## Belge alıntısı
__________________________________________________

Geleceği Yeniden Tasarlamak: Yıkım Çağında ‘Kamu-Özel Sektör Ortaklıkları’nı Yönlendirmek

Teknolojik değişimin dünya çapında giderek artan bir hızla yayılmasıyla birlikte, ortaya çıkan teknolojiler “altyapı kamu-özel sektör ortaklıklarını bozma” (disrupt infrastructure public-private partnerships) potansiyeline sahiptir. Sonuç olarak, devletlerin kamu-özel sektör ortaklığı altyapı projelerini planlama, tasarlama, tedarik etme ve uygulama biçimlerini yeniden düşünmeleri gerekmektedir.

Yıkıcı teknoloji veya yıkıcı inovasyon; hızla ilerleyen teknoloji, geniş bir etki potansiyeli, ekonomik değeri etkileme olasılığı ve statükoyu önemli ölçüde değiştirme potansiyeli ile karakterize edilen dönüştürücü değişime yol açan teknolojik gelişmeleri tanımlar.

Bu, altyapı geliştirme ve teslimatı için benzeri görülmemiş fırsatlar sunarken, bu hızlı ilerlemeler, kamu veya özel yatırımcılar altyapı maliyetlerini tam olarak geri kazanamadan uzun vadeli kamu-özel sektör ortaklığı altyapı projelerinin modası geçmiş veya yetersiz hale gelme riski ile birlikte ilerlemektedir. Bu yeni gerçeklik, aynı anda bir altyapı sektörü veya proje türü için bir tehdit ve bir diğeri için bir fırsattır.

Örneğin, güneş fotovoltaik (solar photovoltaic) enerjisinin maliyeti, güneş hücresi teknolojisindeki teknolojik atılımlar ve ölçek ekonomileri nedeniyle son yıllarda önemli ölçüde düşmüş ve bu da kamu ölçeğindeki güneş fotovoltaikini birçok ülkede yeni elektrik üretimi için en düşük maliyetli seçenek haline getirmiştir. Diğer yandan, bu gelişme fosil yakıt projelerini daha az çekici hale getirmekte olup; alıcılar, bu gelişmeler ışığında aşırı pahalı görünebilecek yenilenebilir enerji sözleşmeleri de dâhil olmak üzere uzun vadeli güç satın alma anlaşmalarının (power purchase agreements) sözleşmeli tarifelerini yeniden müzakere edemeyebilir.

Tepki olarak, dünya çapındaki devletler yenilenebilir enerji güç satın alma anlaşmalarının fiyatlandırmasını yasa, düzenleyici kurumların talimatları veya yenilenebilir enerji için çöken fiyatlara yanıt olarak yeniden müzakere yoluyla yeniden açmaya çalışmaktadırlar. Örneğin, Hindistan’daki birkaç eyaletteki devlet dağıtım tesisleri, rüzgâr ve güneş enerjisi geliştiricileriyle imzalanan güç satın alma anlaşmaları için tarifeleri revize etmeye çalışırken; Fransız hükümeti 2011 yılında yapılan düzenleyici değişikliklerden önce girilen güç satın alma anlaşmaları için yüksek besleme tarifelerini yeniden değerlendirmeye karar vermiş ve eski tarife şemasından faydalanan projelerin aşırı kârlı olduğunu savunarak gelecekteki güç satın alma anlaşmaları için tarifeleri düşürmüştür.

__________________________________________________

## Görev yönergeleri
1 - Kamu-özel sektör ortaklıkları metnindeki "Örneğin, güneş fotovoltaik" diye başlayan paragrafı, ana bilgilerini koruyarak kısa bir madde listesine dönüştürün.
2 - Kamu-özel sektör ortaklıkları metnine göre şu soruları kısaca yanıtlayın:
(a) Yıkıcı teknoloji hangi özelliklerle karakterize edilir?
(b) Fransız hükümeti, hangi yıldaki düzenleyici değişikliklerden önce girilen güç satın alma anlaşmalarının tarifelerini yeniden değerlendirmeye karar verdi?
(c) Hindistan'daki devlet dağıtım tesisleri, hangi geliştiricilerle imzalanan anlaşmaların tarifelerini revize etmeye çalışıyor?
3 - Yıkıcı teknoloji ve kamu-özel sektör ortaklıkları üzerine olan metni, son cümlenin ardından bir paragrafla sürdürüp tamamlayın.
Bu malzeme başka bir kaynaktan alınmıştır.

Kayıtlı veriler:
__________________________________________________

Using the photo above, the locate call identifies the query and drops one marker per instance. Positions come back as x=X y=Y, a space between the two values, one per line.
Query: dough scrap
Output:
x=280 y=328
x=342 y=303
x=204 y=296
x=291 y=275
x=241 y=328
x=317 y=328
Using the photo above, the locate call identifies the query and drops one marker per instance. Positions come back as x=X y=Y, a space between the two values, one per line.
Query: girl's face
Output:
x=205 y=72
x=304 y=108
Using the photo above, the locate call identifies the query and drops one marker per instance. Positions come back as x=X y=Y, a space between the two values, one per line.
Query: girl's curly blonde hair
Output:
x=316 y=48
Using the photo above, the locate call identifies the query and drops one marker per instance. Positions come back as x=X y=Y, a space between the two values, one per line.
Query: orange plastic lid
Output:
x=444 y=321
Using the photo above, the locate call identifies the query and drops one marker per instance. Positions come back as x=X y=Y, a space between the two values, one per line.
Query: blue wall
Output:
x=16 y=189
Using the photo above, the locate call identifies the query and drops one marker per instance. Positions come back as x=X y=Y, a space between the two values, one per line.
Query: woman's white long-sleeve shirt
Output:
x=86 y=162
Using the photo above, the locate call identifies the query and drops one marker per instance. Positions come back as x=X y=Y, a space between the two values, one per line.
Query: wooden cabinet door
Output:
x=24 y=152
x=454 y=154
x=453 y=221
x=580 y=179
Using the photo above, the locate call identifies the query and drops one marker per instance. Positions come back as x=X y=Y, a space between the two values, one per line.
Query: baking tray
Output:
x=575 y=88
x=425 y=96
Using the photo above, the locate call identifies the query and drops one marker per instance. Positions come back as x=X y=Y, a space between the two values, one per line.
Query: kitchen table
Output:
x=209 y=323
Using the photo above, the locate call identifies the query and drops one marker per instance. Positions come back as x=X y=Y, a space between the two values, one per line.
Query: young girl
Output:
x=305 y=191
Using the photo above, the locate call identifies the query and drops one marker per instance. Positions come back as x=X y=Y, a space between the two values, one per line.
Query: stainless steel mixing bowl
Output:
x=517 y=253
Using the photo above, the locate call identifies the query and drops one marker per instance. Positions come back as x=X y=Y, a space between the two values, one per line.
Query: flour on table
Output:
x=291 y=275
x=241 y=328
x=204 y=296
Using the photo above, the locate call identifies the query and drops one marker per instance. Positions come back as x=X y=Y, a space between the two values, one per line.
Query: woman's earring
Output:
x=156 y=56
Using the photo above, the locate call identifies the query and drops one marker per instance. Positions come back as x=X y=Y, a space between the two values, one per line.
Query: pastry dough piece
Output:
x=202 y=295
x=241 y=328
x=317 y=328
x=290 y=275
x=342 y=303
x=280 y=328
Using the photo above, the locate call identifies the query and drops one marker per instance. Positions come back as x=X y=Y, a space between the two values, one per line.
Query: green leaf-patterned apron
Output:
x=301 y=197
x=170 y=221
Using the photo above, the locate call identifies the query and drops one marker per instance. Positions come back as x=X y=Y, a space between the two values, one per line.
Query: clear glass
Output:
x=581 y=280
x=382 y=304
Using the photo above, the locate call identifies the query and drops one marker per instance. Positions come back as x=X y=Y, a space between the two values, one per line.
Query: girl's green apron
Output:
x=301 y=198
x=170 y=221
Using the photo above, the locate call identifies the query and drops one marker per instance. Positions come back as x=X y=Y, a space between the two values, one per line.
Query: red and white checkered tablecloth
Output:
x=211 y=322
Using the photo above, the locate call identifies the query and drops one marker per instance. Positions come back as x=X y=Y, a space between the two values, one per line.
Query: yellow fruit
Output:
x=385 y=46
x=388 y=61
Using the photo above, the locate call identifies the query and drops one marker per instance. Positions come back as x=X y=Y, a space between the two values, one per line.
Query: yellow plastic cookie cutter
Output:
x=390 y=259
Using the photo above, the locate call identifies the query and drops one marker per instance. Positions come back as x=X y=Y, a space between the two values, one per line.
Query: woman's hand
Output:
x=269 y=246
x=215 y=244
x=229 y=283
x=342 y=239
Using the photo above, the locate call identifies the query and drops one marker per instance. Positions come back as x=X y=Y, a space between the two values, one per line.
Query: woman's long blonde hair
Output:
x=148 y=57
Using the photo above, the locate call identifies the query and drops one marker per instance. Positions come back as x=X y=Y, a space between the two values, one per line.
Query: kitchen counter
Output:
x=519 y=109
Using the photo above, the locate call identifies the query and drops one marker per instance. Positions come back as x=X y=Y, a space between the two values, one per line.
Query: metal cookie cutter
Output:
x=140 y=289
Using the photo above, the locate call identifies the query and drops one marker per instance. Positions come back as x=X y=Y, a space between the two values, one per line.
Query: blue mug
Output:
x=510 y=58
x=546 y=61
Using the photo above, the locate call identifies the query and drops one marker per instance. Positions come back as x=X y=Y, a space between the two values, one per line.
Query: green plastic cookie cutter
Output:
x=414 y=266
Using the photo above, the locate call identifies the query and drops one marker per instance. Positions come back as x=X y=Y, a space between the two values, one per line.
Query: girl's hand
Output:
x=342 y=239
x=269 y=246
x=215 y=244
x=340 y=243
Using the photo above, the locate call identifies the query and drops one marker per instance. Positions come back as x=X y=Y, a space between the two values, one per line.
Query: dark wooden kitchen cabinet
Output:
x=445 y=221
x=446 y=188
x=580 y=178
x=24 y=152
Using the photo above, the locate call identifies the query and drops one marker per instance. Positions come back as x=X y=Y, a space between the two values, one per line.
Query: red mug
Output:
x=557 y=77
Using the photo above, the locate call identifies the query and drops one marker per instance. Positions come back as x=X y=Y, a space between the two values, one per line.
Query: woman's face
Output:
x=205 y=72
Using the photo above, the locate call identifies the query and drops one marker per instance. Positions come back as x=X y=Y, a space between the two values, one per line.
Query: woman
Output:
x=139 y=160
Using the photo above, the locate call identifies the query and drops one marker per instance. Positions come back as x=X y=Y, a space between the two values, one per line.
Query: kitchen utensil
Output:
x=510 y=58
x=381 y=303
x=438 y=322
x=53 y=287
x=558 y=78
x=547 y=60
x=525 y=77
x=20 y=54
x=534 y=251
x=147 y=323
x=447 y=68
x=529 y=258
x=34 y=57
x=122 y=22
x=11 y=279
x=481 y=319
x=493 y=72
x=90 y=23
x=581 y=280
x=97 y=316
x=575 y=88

__________________________________________________

## Görev yanıtları
1 -
- Güneş fotovoltaik enerjisinin maliyeti son yıllarda önemli ölçüde düştü. Bunun nedenleri güneş hücresi teknolojisindeki atılımlar ve ölçek ekonomileridir.
- Bu sayede kamu ölçeğindeki güneş fotovoltaiki, birçok ülkede yeni elektrik üretimi için en düşük maliyetli seçenek oldu.
- Bu gelişme fosil yakıt projelerini daha az çekici hale getiriyor.
- Alıcılar, uzun vadeli güç satın alma anlaşmalarının sözleşmeli tarifelerini yeniden müzakere edemeyebilir. Bu anlaşmalara yenilenebilir enerji sözleşmeleri de dâhildir ve artık aşırı pahalı görünebilirler.

2 -
(a) Hızla ilerleyen teknoloji, geniş bir etki potansiyeli, ekonomik değeri etkileme olasılığı ve statükoyu önemli ölçüde değiştirme potansiyeli.
(b) 2011.
(c) Rüzgâr ve güneş enerjisi geliştiricileriyle.

3 -
Yıkıcı teknoloji, enerji sektörünün diğer kısımlarını da etkileyerek bazıları için iş yaratırken diğerleri için tehdit oluşturmuştur. Güneş çatısı ve mini şebeke sistemleri gibi merkezi olmayan yenilenebilir enerji çözümleri dünya çapında hızla büyümektedir. Nijerya ve Hindistan’dan son vaka çalışmaları, bu hızla değişen piyasa dinamiklerinin özel mini şebeke operatörleri için yeni iş fırsatları yaratabileceğini ve teknolojik değişimi benimseyen ve yeni iş modellerini hızla benimseyen tüm piyasa oyuncuları için kazan-kazan durumlarıyla sonuçlanabileceğini göstermektedir. Ancak, ayrıca, pazara giren ve yalnızca uzun vadeli güç satın alma anlaşmaları kapsamında endüstriyel ve ticari merkezlere hizmet veren özel olarak finanse edilen izole mini şebekelerin mevcut dağıtım şirketlerinin gelirlerini azaltabileceğini ve finansal sürdürülebilirliklerini tehdit edebileceğini de belirtiyorlar.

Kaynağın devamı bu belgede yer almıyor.